Problem description →
Count the lines in the material below that contain the word "cake". Give only the resulting number.

Items listed in a dataset:
▬▬▬▬▬▬
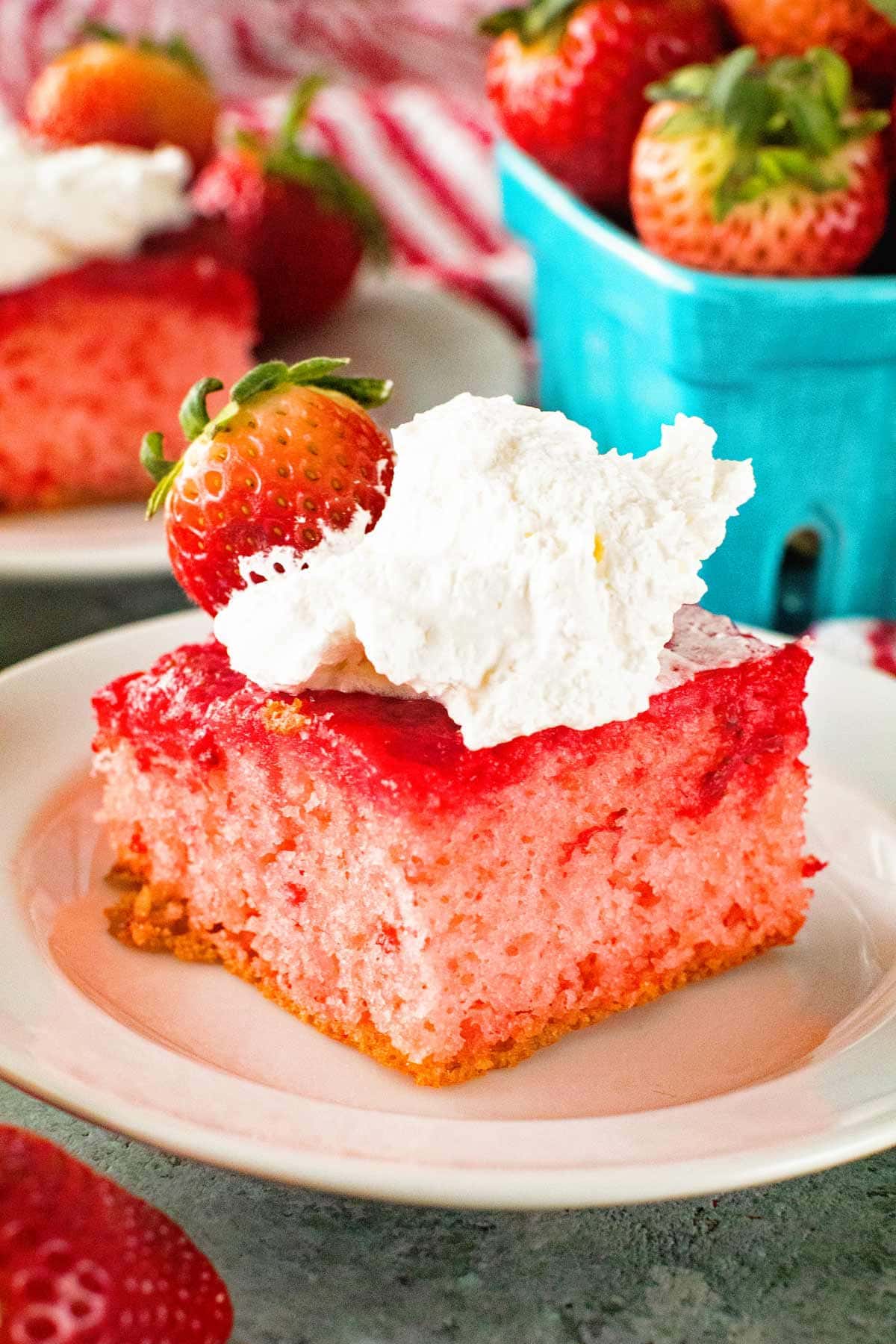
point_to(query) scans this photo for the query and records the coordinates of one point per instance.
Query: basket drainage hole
(798, 581)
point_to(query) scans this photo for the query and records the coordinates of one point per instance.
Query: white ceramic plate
(432, 343)
(785, 1066)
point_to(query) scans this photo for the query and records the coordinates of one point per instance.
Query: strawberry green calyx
(193, 414)
(786, 120)
(152, 457)
(529, 22)
(176, 46)
(195, 420)
(335, 188)
(308, 373)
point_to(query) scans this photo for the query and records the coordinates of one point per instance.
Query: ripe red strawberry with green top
(862, 31)
(762, 171)
(141, 93)
(85, 1263)
(292, 456)
(293, 221)
(567, 80)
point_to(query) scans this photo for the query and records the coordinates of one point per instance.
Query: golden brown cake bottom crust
(155, 918)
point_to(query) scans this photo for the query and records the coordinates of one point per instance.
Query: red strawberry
(762, 171)
(85, 1263)
(141, 94)
(567, 80)
(296, 222)
(862, 33)
(290, 455)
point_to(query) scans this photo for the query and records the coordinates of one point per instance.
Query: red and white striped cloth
(423, 149)
(426, 159)
(406, 116)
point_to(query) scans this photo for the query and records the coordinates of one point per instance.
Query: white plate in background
(432, 343)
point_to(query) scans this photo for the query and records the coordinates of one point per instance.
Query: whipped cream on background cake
(62, 208)
(517, 576)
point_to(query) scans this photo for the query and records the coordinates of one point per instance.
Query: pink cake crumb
(93, 358)
(447, 910)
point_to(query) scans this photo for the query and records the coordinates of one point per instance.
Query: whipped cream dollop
(516, 574)
(62, 208)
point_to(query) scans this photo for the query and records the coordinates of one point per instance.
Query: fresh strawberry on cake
(462, 768)
(109, 304)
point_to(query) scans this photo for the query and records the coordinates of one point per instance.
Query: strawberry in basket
(762, 169)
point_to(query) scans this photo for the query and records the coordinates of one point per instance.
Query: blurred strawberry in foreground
(143, 94)
(765, 171)
(293, 221)
(290, 457)
(85, 1263)
(862, 31)
(567, 80)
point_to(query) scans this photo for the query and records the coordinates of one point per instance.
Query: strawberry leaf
(727, 85)
(193, 416)
(152, 456)
(176, 46)
(94, 31)
(685, 121)
(836, 77)
(529, 22)
(786, 120)
(319, 371)
(260, 379)
(366, 391)
(685, 85)
(312, 370)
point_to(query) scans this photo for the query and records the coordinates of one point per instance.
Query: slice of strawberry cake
(450, 785)
(89, 358)
(111, 307)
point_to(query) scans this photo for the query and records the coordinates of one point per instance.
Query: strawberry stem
(163, 472)
(297, 112)
(193, 414)
(337, 190)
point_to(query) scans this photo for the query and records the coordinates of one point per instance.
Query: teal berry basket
(797, 374)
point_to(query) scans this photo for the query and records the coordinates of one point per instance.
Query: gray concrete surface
(808, 1263)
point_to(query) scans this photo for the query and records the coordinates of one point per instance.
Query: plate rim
(408, 1180)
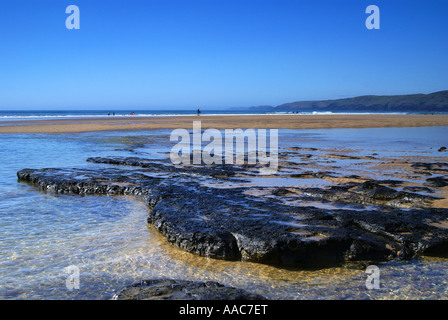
▬▬▬▬▬▬
Solution to the problem →
5